— What is needed —
With the line containing "Each <instance> block" as the start and the line containing "positive clicks: (317, 238)" as the end, transcribe that span of the entries below exactly, including both.

---------- Data for the task

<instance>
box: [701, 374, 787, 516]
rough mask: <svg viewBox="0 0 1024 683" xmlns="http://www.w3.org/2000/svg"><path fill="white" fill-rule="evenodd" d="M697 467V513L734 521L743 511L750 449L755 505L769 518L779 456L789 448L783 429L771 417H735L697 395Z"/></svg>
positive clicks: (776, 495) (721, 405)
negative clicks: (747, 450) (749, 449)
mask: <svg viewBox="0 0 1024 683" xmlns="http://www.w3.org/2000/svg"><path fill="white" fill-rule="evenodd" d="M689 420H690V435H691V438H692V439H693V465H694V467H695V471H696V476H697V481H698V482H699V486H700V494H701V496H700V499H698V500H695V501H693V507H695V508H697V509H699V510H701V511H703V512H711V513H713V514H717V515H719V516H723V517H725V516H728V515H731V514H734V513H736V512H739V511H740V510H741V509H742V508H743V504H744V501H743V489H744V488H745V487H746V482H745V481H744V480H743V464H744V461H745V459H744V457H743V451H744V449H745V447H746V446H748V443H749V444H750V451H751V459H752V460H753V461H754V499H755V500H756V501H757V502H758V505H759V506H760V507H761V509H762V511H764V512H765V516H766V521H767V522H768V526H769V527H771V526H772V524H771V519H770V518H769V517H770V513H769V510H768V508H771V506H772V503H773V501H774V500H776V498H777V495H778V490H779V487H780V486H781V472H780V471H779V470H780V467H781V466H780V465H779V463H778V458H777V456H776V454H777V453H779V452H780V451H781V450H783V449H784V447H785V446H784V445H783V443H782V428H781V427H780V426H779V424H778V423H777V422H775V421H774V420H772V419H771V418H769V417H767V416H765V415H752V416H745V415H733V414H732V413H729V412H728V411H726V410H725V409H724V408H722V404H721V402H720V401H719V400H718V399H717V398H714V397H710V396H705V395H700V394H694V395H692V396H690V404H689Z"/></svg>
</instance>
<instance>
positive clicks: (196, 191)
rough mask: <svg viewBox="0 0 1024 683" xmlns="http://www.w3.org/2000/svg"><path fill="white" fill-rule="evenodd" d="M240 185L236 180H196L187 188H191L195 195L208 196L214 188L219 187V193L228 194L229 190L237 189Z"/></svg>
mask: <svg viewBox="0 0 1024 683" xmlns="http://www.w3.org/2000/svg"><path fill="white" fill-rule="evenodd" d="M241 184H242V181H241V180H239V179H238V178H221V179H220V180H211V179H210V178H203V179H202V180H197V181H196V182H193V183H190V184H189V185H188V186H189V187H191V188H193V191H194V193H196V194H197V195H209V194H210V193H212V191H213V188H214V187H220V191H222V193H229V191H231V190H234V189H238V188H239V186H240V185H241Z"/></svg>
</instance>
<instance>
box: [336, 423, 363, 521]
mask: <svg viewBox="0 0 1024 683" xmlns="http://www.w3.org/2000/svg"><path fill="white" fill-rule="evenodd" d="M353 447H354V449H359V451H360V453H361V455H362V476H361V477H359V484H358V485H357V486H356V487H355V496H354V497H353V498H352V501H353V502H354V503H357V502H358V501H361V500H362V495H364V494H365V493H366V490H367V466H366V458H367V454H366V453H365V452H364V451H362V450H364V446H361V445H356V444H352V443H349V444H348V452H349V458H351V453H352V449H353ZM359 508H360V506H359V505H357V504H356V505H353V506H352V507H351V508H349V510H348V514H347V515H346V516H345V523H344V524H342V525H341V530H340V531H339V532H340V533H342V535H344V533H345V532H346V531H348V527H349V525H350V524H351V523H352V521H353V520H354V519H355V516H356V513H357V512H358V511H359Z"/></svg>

--------------------
---------- Data for the task

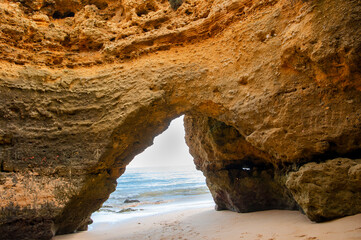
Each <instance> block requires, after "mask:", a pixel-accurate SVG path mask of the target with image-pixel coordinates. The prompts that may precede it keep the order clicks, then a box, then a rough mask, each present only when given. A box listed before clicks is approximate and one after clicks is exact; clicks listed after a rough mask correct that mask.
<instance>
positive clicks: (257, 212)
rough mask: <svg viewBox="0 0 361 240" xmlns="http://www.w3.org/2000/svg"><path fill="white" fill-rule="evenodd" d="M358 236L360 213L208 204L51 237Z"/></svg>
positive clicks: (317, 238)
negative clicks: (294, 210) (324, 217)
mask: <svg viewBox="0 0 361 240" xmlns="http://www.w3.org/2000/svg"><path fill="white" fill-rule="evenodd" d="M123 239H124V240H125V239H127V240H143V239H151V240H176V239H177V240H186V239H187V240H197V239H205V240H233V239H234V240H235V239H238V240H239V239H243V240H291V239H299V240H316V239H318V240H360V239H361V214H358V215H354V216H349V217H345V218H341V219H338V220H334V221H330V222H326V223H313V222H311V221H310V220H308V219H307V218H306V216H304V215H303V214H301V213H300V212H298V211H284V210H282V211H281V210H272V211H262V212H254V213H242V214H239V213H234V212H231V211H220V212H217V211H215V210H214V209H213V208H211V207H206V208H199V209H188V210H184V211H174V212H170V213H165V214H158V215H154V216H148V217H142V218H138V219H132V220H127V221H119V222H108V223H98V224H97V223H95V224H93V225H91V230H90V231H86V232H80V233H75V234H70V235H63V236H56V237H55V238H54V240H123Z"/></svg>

--------------------
---------- Data for the task

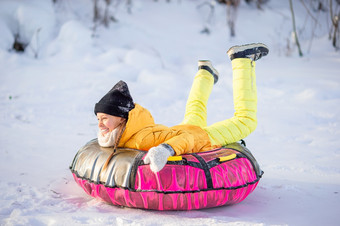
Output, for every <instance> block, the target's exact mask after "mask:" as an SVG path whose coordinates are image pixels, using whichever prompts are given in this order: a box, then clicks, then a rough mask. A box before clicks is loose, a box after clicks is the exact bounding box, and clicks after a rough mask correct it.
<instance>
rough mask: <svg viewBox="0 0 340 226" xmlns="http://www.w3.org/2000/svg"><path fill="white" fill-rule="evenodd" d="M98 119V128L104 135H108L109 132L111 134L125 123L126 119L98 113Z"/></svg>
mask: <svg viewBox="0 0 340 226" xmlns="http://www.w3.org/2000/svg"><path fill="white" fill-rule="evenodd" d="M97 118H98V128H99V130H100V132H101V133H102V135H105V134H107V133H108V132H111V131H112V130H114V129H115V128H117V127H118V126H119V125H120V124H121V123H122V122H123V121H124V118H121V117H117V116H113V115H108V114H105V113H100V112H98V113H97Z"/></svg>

--------------------

— The answer —
Each <instance> block requires, after "mask:", a pixel-accurate SVG path mask of the target with image-pixel coordinates. The prompts that may precede it keep the order clicks, then a box, then a rough mask, each present only when given. A box listed before clicks is approximate and one after clicks is exact; clicks listed after a rough mask correct that mask.
<instance>
positive clicks: (257, 212)
rough mask: <svg viewBox="0 0 361 240" xmlns="http://www.w3.org/2000/svg"><path fill="white" fill-rule="evenodd" d="M358 236L360 213L208 204L51 237Z"/></svg>
positive clicks: (317, 238)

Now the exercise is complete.